- Yazılı görev 1
Süheyl Batum söyleşisindeki “Bu ülkenin toprakları içinde yaşıyorsan eşitsin.” cümlesini İngilizceye çevirin.
- Yazılı görev 2
Süheyl Batum söyleşisini kaldığı yerden sürdürün.
::: Seçilmiş metin :::
Ata’ya sahip çıkacağız
Süheyl Batum ADD’nin projelerini, hedeflerini ve Türkiye siyasetindeki çarpıklıklarla mücadele etmek için yeni dönem yol haritasını açıkladı.
Atatürkçü Düşünce Derneği (ADD) Genel Başkanı seçildiği olağan kurultayda “Farklı mücadele alanı yaratacağız” diyen Prof. Dr. Süheyl Batum; denetim, eğitim ve hukuk alanlarıda etkin olacaklarını kaydetti. “Kendilerine göre kullanacakları, Atatürk’süz yeni bir tarih yazılmasına izin vermeyeceğiz” diyen Batum, ADD kaynaklarıyla kreş ve yurt açacaklarını söyledi. Farklı kuruluşlarla birlikte ekipler oluşturacaklarını ve il il gezerek halka gideceklerini anlatan Batum, “Artık ADD panellerin örgütü olmayacak. Panellerde sorunları konuşuyorduk ama artık sorunlara çözüm bulacağız” diye konuştu. ADD’de temmuz sonunda yapılan kurultayla genel başkan seçilen Süheyl Batum, Cumhuriyet’in sorularını yanıtladı.
-Atatürkçü düşünce nedir?
Aydınlanma dediğimiz, 300 yıllık süreç, Türkiye’de Atatürk döneminde 10 yılda gerçekleşebildi. Bir birey yaratmak... İktidardan, dinden, imamdan, patrondan, ustadan korkmayan bir nesil yaratmak. Arkasından da demokratik, laik, dine, mezhebe göre kurallar koymaya çalışmayan, sosyal, hukukun üstünlüğüne dayalı bağımsız bir Cumhuriyet. “Atatürkçü düşünce”nin eylemlerle ortaya çıkmış hali budur. Alevi misin, Sünni misin, Müslüman mısın, Katolik misin fark etmez. Bu ülkenin toprakları içinde yaşıyorsan eşitsin.
::: Verilen malzeme :::
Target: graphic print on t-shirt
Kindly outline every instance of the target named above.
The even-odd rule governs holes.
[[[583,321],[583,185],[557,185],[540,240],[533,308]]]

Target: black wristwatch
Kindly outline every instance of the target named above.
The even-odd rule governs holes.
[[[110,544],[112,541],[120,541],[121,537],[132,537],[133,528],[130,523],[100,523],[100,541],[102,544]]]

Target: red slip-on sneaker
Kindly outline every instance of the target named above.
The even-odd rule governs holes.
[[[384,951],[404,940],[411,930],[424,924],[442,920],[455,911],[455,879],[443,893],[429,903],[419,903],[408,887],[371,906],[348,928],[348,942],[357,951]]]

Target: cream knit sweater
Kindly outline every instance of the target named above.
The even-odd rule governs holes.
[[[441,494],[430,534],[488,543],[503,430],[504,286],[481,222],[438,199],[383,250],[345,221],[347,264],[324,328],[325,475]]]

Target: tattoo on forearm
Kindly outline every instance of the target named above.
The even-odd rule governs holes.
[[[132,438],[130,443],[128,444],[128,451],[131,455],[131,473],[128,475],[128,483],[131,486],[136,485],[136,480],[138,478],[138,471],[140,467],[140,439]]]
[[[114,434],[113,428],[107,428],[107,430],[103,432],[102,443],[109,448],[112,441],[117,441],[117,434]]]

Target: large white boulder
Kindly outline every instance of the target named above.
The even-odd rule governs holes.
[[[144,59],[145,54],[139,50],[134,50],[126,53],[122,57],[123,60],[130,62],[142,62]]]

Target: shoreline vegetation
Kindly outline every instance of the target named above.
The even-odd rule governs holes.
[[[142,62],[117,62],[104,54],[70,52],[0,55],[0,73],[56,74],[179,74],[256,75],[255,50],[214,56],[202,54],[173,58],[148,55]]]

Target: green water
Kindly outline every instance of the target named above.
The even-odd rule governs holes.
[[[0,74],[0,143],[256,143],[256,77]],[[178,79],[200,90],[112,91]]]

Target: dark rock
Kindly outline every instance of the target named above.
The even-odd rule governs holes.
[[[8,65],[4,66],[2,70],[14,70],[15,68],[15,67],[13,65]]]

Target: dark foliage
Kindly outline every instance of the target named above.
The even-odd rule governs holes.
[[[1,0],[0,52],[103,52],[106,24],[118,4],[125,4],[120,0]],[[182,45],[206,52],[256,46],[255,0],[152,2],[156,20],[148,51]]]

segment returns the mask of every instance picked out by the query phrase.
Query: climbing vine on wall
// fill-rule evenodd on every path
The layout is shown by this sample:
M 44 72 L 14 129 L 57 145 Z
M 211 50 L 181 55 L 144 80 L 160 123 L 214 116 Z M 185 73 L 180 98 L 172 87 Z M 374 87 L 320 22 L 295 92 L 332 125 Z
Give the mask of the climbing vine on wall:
:::
- Yazılı cevap 1
If you live within the borders of this country, you are equal.

- Yazılı cevap 2
STK'lerin rolü azaldı
-Sivil toplum bu denli etkisiz hale getilirilmişken ADD yeni dönemde nasıl başarı sağlayacak?
Türkiye’de 1980’lerden başlayarak Türkiye’ye bir siyasal sistem empoze edildi. Bu sistemde sivil toplum kuruluşlarının, sendikaların, demokratik kitle örgütlerinin siyasal hayattaki rolü azaltıldı. Tek güç siyasal partilere bırakıldı. Bu dillere de “Siyaset mi yapmak istiyorsun gir bir partiye yap” şeklinde yansıdı. 2000’lerden sonra bilinçli olarak ‘Erdoğanizm’ getirilmek, bir ara veya da nihai rejim getirilmek istendiği için de demokratik kitle örgütlerinin rolü azaltılmaya çalışıldı. Buna direnmeye çalışan bir iki kuruluş vardı, hepsi tarumar edildi. Mesela ADD Cumhuriyet mitinglerinin önderlerinden olduğu gerekçesiyle allak bullak edildi. Üyeleri takibata uğradı. Sonunda sivil toplum, “ya hiçbir şey yapma” ya da “mış gibi yap”a bırakıldı. Biz arkadaşlarımızla; bu sistemi değiştirmeye yönelik etkin bir demokratik kitle örgütü haline dönüştürelim diye yola çıktık.
-ADD kurultayında yaptığınız konuşmada, “Farklı mücadele alanı yaratacağız” diyorsunuz. Bunu somutlaştırır mısınız?
Biz ADD olarak üç alanda etkin olacağız. Denetim, eğitim ve hukuk. Tarihi yeniden yazma ve toplumu yeniden biçimlendirme çabalarını engellemeye çalışacağız. Örneğin İsmail Kahraman, Abdülhamit’ten Erdoğan’a kadar Atatürk’ü de içine alan süreç için “duraklama” dedi. Bu düşünceye sahip birinin Meclis Başkanı yapılmış olması ADD’nin alanına girer. Böyle birini biz denetleyeceğiz. “Yapamazsın” diyeceğiz. 23 Nisan’larda Kutlu Doğum Haftası çıkarıldı. 19 Mayıs yerine “gelemiyorum” haftası, 30 Ağustos yerine Malazgirt’i koymak gibi yeni bir tarih yazmayı kabul etmeyeceğiz. Artık ADD burada. Kendilerine göre kullanacakları, Atatürksüz yeni bir tarih yazılmasına izin vermeyeceğiz.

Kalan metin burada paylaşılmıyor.